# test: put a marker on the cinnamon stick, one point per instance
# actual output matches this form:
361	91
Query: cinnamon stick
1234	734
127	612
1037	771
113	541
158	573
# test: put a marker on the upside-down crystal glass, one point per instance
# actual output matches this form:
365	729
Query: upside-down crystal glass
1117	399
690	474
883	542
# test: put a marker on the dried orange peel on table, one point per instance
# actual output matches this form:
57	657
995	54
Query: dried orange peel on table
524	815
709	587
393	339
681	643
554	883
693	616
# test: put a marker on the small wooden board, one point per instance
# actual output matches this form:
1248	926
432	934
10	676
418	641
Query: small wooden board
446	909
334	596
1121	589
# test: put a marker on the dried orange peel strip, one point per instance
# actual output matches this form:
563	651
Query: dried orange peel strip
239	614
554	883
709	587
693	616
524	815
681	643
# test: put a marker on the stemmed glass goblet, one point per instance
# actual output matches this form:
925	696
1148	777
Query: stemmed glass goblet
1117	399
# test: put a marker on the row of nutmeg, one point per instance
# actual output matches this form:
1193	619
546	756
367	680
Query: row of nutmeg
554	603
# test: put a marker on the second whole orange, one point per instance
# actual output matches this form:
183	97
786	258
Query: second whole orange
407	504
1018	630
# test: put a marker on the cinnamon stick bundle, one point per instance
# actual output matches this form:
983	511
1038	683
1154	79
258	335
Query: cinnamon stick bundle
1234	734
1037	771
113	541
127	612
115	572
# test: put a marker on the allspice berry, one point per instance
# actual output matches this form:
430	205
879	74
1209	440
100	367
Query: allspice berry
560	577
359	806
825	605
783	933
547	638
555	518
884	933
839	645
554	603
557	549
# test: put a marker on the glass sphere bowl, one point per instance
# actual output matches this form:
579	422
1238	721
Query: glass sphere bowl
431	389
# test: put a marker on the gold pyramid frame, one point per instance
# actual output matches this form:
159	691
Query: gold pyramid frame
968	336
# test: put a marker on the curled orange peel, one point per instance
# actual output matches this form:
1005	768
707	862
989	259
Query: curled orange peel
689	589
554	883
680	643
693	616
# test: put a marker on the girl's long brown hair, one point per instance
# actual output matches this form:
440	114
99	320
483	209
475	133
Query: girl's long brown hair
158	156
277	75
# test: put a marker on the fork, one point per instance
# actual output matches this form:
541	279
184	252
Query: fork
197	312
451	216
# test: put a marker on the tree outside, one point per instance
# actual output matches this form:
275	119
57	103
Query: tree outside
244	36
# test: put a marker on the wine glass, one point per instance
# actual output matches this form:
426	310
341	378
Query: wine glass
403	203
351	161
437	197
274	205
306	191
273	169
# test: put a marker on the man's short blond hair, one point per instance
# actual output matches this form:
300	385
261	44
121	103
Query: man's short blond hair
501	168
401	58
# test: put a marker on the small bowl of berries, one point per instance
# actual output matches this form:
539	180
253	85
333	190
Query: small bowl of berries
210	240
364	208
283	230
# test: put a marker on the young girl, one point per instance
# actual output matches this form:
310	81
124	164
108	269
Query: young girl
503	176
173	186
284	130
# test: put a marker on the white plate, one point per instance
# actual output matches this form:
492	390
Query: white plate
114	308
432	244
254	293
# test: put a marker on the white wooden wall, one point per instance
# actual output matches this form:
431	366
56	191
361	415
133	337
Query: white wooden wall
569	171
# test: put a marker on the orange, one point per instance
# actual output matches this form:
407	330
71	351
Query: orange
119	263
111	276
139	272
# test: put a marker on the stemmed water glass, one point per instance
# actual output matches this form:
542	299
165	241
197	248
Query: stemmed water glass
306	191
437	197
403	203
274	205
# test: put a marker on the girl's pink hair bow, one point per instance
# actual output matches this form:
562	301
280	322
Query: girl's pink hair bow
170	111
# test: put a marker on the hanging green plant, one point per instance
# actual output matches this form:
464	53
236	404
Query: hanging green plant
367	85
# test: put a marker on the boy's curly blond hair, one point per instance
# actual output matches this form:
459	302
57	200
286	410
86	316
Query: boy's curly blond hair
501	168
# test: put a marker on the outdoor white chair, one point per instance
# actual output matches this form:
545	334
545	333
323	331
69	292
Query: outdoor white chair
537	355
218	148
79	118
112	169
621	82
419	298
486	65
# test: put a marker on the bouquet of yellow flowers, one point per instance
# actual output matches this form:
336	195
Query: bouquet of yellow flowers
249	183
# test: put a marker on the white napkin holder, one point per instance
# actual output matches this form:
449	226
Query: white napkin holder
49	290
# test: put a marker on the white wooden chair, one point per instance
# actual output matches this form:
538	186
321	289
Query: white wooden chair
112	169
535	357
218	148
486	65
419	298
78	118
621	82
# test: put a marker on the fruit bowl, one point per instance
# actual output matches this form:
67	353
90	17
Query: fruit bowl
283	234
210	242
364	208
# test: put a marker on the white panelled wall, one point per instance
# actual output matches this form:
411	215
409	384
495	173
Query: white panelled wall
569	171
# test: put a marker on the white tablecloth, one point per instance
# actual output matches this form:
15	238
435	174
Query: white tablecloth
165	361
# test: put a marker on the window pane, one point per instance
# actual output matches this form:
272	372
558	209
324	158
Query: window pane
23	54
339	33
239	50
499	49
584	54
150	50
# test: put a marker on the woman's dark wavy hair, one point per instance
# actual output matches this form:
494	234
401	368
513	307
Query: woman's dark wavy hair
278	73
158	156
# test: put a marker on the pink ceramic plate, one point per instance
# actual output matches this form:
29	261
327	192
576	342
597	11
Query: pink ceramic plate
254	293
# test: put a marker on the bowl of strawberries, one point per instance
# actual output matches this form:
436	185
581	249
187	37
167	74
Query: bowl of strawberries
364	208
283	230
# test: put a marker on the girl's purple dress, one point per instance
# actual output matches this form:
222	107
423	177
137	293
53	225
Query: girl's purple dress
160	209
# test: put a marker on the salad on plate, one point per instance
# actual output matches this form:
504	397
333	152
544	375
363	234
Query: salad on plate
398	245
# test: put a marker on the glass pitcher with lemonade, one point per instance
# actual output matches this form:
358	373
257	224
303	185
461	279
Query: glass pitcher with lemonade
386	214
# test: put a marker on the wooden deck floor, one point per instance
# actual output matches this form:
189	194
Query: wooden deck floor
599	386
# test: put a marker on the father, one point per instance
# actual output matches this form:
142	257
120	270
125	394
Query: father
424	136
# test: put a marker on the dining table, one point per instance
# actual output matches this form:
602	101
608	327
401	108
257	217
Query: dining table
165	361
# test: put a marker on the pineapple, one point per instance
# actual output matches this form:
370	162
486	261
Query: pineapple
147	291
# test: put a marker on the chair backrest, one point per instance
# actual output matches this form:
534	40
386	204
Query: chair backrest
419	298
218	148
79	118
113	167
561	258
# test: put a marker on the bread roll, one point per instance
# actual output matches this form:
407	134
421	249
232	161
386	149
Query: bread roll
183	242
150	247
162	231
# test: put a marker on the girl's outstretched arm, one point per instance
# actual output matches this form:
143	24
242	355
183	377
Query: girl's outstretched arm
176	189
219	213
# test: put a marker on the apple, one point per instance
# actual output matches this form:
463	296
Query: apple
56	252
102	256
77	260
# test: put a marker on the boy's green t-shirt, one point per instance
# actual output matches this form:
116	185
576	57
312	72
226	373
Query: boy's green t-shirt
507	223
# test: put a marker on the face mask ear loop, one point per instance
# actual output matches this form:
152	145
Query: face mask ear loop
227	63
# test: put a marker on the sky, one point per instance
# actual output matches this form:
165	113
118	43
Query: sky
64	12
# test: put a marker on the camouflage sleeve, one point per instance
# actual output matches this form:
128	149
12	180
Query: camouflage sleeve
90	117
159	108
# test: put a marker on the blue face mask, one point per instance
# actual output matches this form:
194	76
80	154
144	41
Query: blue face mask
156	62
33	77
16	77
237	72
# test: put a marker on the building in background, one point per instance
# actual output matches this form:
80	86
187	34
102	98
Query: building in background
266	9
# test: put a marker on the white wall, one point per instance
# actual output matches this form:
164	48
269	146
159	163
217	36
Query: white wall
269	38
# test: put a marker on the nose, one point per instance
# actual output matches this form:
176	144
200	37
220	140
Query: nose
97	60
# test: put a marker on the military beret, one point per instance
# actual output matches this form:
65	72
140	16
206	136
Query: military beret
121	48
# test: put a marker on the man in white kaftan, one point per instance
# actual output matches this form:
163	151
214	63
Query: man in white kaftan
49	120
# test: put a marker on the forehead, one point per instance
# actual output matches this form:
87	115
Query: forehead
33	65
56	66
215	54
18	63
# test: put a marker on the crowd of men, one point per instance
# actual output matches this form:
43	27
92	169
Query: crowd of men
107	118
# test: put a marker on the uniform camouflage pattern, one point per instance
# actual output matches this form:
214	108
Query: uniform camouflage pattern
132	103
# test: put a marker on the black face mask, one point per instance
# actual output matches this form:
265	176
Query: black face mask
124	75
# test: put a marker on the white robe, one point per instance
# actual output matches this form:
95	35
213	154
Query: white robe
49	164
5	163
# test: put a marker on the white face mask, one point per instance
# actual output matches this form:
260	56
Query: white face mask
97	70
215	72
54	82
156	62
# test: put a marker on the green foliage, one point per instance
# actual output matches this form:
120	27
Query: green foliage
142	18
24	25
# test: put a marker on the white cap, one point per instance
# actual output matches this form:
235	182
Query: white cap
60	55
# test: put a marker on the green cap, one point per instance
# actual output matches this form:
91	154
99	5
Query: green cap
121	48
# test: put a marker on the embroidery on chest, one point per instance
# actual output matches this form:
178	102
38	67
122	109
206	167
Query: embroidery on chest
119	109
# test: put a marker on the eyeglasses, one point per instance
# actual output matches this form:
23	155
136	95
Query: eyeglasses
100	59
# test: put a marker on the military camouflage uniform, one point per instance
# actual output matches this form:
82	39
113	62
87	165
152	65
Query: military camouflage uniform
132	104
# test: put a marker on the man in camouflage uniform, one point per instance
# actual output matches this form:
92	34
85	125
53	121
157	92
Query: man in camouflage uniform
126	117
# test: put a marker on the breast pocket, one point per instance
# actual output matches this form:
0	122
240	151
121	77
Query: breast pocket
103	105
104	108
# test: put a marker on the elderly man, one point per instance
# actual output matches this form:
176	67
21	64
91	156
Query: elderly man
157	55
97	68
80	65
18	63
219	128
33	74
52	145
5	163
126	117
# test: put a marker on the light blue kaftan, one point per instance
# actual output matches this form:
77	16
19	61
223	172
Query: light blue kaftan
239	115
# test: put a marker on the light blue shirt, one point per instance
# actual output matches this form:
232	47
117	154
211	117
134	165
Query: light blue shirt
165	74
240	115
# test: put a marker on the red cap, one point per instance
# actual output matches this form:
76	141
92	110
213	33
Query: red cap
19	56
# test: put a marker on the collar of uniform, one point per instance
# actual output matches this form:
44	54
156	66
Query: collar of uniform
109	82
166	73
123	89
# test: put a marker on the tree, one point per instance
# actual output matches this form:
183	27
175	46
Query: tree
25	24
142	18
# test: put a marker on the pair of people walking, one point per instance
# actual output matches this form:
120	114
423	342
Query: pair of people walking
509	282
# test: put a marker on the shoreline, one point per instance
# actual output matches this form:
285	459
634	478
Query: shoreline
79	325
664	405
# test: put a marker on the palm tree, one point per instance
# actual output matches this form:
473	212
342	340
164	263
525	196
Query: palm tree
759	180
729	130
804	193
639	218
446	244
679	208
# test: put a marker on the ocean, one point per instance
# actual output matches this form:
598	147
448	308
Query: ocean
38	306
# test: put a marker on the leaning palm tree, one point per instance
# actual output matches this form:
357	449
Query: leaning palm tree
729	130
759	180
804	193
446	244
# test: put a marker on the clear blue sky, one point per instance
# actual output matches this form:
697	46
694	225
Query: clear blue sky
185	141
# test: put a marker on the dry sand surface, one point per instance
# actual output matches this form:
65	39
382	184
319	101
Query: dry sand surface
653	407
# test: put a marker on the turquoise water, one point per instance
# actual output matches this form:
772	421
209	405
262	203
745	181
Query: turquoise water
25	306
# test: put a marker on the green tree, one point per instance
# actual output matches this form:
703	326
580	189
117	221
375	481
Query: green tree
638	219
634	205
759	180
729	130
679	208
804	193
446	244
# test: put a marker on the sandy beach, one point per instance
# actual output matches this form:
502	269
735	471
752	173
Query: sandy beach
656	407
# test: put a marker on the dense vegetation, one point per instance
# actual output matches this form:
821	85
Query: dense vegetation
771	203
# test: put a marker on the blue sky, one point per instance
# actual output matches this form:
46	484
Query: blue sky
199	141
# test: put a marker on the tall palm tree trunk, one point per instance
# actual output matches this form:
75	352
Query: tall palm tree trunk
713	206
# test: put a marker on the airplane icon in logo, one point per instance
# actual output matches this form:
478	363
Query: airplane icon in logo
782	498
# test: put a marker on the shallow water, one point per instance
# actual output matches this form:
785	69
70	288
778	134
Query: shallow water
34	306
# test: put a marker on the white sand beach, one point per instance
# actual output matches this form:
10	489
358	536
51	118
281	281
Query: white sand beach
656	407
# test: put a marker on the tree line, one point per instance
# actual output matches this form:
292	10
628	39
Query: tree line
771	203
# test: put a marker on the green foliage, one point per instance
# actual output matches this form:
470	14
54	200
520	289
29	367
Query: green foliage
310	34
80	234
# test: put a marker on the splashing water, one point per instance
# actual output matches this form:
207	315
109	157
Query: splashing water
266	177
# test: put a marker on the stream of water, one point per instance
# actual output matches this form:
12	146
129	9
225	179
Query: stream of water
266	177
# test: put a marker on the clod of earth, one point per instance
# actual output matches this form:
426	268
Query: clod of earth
______
To do |
Quote only the lines from the line containing "# test: put a marker on the blue sky, one" through the end of the listing, please, keeping both the first and the last line.

Expected answer |
# test: put a marker on the blue sky, one point per instance
# actual output matches this form:
46	484
Query: blue sky
199	141
# test: put a marker on the tall palm tree trunk, one point per instance
# actual output matches this form:
75	352
Query: tall palm tree trunk
713	206
# test: put a marker on the airplane icon in logo, one point per instance
# actual output matches this form:
478	363
Query: airplane icon in logo
782	498
# test: put a marker on the shallow water, one point per instance
# actual output matches this form:
785	69
70	288
778	134
Query: shallow water
34	306
# test: put a marker on the white sand beach, one point per instance
# actual output matches this form:
10	489
358	536
51	118
281	281
Query: white sand beach
656	407
# test: put a marker on the tree line, one point per instance
# actual output matches this form:
292	10
628	39
Query: tree line
771	203
# test: put a marker on the green foliage, one point per instance
# actual output matches this form:
470	14
54	200
520	289
29	367
Query: green foliage
310	34
80	234
# test: put a marker on the splashing water, one point per instance
# actual output matches this form:
207	315
109	157
Query: splashing water
266	177
# test: put a marker on the stream of water, one point per instance
# actual output matches this form:
12	146
129	9
225	179
Query: stream of water
266	177
# test: put a marker on the clod of earth, one point per instance
# actual output matches this form:
426	268
Query: clod of earth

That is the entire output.